▶ _To be done_: Please repeat the data word for word, starting at the line containing "of the shoreline" and continuing through the end of the data, with both ends included.

★ ★ ★ ★ ★ ★ ★

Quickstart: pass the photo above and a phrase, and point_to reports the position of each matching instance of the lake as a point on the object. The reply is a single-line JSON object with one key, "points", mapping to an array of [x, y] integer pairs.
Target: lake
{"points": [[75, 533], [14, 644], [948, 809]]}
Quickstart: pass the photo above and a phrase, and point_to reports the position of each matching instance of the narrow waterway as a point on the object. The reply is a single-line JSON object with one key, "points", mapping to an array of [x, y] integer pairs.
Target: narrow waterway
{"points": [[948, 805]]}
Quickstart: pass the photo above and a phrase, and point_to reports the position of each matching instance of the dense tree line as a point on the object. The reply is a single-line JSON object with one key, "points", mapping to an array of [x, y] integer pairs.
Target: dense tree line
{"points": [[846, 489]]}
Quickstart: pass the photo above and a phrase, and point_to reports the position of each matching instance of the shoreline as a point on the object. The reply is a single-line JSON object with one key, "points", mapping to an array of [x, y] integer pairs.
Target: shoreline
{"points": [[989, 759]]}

★ ★ ★ ★ ★ ★ ★

▶ _Final result_:
Quickstart: pass the photo above and a phrase, and point_to reports the position of each matching instance of the shoreline as a point on the object. The reply is a single-line JSON object with one key, "points", mapping to an array of [x, y] integer pairs.
Target: shoreline
{"points": [[989, 759]]}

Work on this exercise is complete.